TASK 1 >>
Reproduce everything in the Honda Pilot thread from "I just started" down to "at this point.", keeping the wording unchanged.

PROVIDED TEXT >>
↓

# Honda Pilot rejected for UberSUV



## HouTXUberman (Jul 16, 2014)

Uber Houston rejected my 2012 Honda Pilot for use as an SUV. The Pilot meets the requirements for seating capacity, but they said it's not on their list of approved models which include Escalade, Suburban, Toyota Highlander, and Mercedes GL. I'd put the Pilot up against the Suburban and Highlander, for sure, as far as as comfort and features are concerned, but they didn't even want to look at it. Anyone else drive a Pilot for Uber SUV?


----------



## Walkersm (Apr 15, 2014)

It will work on Uber XL. They have that there yet? UberSUV is commercially registered limos. IS that the route you wanted to go? Commercial insurance and all that jazz?


----------



## BOSsMAn (Aug 15, 2014)

I'm surprsied a Highlander would work for SUV. 

A Honda seems much more like an XL vehicle, IMO.


----------



## HouTXUberman (Jul 16, 2014)

Walkersm said:


> It will work on Uber XL. They have that there yet? UberSUV is commercially registered limos. IS that the route you wanted to go? Commercial insurance and all that jazz?


I just started doing XL rides a few days ago. SUV started in Houston about 2-3 weeks ago.
Not sure yet if I want to go that route. It is a lot of overhead expense with permits, insurance, etc. I'm just more curious at this point.


----------



## Walkersm (Apr 15, 2014)

↑

INPUT RECORDS >>
↓

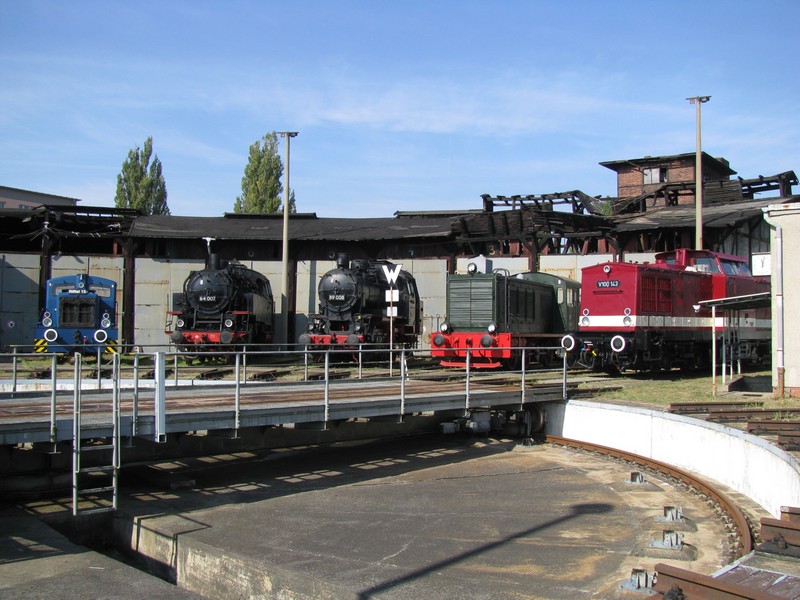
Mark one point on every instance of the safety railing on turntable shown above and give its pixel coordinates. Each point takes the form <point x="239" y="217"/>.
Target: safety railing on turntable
<point x="155" y="372"/>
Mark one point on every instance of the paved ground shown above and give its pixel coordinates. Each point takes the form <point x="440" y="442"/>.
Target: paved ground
<point x="432" y="517"/>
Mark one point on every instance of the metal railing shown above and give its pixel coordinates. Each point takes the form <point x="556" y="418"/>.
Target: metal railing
<point x="156" y="373"/>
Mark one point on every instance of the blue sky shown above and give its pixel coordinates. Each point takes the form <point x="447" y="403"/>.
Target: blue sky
<point x="406" y="105"/>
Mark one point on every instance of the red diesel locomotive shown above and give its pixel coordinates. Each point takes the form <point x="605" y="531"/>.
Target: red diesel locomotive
<point x="647" y="316"/>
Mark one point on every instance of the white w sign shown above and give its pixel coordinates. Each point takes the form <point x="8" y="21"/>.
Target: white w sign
<point x="391" y="276"/>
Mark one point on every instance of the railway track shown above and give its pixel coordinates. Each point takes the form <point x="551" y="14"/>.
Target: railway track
<point x="734" y="516"/>
<point x="780" y="537"/>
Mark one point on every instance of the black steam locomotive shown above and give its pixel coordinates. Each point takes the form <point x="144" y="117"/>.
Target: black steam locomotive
<point x="221" y="306"/>
<point x="365" y="302"/>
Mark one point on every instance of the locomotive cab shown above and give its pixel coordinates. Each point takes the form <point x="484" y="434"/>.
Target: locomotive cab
<point x="221" y="307"/>
<point x="79" y="314"/>
<point x="643" y="316"/>
<point x="359" y="304"/>
<point x="492" y="316"/>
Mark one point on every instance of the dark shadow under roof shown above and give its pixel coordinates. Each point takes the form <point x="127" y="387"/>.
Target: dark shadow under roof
<point x="301" y="227"/>
<point x="714" y="216"/>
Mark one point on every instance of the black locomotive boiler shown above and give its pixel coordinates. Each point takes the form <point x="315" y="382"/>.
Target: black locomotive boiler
<point x="365" y="302"/>
<point x="222" y="306"/>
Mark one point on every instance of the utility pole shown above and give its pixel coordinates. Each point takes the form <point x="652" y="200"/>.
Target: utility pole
<point x="698" y="172"/>
<point x="285" y="253"/>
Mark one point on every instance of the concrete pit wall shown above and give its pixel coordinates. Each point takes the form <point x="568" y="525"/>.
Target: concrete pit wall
<point x="746" y="463"/>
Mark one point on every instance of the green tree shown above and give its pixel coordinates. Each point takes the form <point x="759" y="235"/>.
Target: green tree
<point x="141" y="184"/>
<point x="262" y="191"/>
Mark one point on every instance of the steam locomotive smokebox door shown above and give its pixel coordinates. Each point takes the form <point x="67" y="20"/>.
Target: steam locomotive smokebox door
<point x="178" y="301"/>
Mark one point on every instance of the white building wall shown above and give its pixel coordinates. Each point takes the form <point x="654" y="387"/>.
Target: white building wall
<point x="760" y="470"/>
<point x="787" y="216"/>
<point x="19" y="300"/>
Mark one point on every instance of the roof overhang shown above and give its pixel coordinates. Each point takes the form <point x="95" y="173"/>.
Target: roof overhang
<point x="760" y="300"/>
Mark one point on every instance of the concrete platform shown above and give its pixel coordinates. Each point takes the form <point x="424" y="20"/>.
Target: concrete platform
<point x="38" y="563"/>
<point x="430" y="517"/>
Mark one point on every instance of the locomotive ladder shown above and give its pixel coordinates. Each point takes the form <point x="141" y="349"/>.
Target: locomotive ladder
<point x="104" y="477"/>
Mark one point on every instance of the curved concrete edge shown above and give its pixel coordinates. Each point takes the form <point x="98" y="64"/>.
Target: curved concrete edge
<point x="746" y="463"/>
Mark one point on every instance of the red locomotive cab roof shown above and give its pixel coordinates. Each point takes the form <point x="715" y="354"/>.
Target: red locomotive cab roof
<point x="705" y="261"/>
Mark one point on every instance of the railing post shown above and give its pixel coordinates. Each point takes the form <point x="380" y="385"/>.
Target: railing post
<point x="402" y="383"/>
<point x="14" y="370"/>
<point x="160" y="417"/>
<point x="466" y="384"/>
<point x="522" y="380"/>
<point x="76" y="431"/>
<point x="53" y="384"/>
<point x="327" y="385"/>
<point x="237" y="397"/>
<point x="99" y="368"/>
<point x="135" y="424"/>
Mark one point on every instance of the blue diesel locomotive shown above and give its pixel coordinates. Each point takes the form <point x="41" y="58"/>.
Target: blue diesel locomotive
<point x="79" y="315"/>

↑

TASK 2 >>
Give only the number of lines in the entries above that contain the string "green", counting case as significant.

WRITTEN ANSWER 1 >>
I just started doing XL rides a few days ago. SUV started in Houston about 2-3 weeks ago.
Not sure yet if I want to go that route. It is a lot of overhead expense with permits, insurance, etc. I'm just more curious at this point.

WRITTEN ANSWER 2 >>
2